__Aim__:
Copy the rows word for word, starting at the first line and ending with the line that contains "x=308 y=194", including that line.

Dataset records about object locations
##########
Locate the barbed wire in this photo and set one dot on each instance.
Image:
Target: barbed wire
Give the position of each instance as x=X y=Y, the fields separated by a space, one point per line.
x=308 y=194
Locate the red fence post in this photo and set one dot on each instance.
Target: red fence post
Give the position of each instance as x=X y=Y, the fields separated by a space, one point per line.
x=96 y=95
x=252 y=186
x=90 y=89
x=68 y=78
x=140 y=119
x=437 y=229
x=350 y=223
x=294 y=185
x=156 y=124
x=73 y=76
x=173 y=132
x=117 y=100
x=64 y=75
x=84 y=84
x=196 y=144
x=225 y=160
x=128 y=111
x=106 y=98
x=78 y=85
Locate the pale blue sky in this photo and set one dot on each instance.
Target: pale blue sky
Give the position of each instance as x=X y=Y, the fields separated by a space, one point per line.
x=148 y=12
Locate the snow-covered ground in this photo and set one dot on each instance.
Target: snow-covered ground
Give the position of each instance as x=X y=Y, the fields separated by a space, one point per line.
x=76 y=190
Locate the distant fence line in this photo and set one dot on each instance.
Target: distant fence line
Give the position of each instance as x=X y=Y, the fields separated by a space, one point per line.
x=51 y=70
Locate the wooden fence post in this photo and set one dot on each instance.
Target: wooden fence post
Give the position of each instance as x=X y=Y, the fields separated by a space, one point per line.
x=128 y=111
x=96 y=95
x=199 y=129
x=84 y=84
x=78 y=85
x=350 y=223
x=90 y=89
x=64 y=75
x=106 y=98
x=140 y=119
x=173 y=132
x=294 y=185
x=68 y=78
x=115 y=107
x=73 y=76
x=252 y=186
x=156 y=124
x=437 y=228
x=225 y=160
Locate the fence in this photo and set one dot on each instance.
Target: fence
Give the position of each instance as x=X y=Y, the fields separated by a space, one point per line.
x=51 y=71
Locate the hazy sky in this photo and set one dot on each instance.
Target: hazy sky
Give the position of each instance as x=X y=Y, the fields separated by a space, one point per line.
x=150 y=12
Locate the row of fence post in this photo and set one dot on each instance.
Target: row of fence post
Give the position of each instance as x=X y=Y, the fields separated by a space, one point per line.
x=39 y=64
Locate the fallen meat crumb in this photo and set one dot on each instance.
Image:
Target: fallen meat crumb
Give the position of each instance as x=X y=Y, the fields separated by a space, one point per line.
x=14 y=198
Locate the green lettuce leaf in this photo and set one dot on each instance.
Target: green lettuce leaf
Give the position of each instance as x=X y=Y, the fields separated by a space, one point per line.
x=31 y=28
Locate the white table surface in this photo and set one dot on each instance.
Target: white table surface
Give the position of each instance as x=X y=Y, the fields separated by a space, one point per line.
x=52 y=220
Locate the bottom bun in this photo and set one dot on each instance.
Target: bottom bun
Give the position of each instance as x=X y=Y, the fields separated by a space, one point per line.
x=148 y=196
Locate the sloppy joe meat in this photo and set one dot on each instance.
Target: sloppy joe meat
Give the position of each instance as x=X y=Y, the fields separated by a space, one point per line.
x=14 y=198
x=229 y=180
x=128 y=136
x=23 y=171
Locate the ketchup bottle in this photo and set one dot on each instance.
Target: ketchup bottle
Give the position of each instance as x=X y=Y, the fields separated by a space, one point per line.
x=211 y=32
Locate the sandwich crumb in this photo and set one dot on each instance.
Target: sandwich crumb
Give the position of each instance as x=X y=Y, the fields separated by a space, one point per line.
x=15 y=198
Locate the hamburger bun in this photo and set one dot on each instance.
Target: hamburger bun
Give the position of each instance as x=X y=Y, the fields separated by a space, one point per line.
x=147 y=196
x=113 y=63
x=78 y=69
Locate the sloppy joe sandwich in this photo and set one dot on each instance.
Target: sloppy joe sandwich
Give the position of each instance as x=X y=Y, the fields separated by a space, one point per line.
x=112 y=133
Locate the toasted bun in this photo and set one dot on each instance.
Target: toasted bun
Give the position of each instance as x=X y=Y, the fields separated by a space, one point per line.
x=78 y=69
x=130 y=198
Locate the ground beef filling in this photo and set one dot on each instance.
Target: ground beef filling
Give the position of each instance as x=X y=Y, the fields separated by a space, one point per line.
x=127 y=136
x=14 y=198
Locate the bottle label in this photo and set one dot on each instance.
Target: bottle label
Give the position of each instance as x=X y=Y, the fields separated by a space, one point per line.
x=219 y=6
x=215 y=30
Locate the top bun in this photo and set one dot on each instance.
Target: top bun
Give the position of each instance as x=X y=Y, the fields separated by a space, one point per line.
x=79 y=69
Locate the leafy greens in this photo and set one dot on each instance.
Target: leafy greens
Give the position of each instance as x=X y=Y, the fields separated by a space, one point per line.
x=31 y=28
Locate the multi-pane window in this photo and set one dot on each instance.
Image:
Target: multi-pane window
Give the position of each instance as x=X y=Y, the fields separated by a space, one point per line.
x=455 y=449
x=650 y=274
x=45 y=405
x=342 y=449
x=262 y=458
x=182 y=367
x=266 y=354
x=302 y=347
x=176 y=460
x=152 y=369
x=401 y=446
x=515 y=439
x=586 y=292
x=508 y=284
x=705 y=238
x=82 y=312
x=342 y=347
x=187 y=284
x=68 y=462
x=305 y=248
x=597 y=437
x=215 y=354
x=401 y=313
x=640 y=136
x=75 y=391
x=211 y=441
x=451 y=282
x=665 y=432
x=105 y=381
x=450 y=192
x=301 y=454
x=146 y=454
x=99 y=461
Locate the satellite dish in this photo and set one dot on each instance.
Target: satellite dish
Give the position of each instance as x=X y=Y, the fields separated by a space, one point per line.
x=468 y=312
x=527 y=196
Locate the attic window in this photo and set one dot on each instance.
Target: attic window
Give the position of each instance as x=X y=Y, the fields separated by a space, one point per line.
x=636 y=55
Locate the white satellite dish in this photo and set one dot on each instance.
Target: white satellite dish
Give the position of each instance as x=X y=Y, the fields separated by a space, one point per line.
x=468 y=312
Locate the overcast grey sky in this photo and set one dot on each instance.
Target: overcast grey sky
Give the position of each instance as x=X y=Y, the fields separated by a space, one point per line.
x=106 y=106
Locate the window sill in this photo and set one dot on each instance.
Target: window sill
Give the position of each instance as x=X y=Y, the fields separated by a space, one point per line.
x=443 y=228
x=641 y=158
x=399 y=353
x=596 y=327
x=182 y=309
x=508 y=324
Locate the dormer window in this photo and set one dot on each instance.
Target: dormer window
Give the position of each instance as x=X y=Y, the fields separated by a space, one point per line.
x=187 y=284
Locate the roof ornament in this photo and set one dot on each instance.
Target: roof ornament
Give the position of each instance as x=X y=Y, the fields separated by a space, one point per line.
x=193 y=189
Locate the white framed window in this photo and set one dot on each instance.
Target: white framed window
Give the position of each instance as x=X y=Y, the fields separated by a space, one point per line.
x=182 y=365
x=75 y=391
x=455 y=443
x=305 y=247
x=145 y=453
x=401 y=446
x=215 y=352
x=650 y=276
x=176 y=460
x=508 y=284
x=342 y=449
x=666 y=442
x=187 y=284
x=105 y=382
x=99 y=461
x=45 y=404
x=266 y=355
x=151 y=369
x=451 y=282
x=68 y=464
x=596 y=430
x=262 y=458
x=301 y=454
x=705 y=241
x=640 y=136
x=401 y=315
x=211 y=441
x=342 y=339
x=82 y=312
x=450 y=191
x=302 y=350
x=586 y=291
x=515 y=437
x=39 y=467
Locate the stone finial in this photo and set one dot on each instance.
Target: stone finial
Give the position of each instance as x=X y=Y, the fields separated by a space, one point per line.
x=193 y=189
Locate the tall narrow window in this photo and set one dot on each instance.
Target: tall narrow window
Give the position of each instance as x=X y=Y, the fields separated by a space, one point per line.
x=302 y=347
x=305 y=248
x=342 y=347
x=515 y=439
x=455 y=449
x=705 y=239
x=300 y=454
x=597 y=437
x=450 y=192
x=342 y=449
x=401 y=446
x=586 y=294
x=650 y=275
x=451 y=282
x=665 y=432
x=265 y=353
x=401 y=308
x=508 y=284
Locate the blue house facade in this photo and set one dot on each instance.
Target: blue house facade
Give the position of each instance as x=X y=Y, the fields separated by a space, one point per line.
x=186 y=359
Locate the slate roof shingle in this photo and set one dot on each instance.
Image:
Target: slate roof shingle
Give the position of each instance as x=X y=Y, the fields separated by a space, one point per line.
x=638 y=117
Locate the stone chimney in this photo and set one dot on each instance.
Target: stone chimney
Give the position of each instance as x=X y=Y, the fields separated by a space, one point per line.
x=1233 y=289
##########
__Final result__:
Locate the barbed wire in this photo and set one dot on each instance.
Image:
Target: barbed wire
Give the position of each instance as x=X y=Y, the fields separated by a space, one point per line.
x=308 y=194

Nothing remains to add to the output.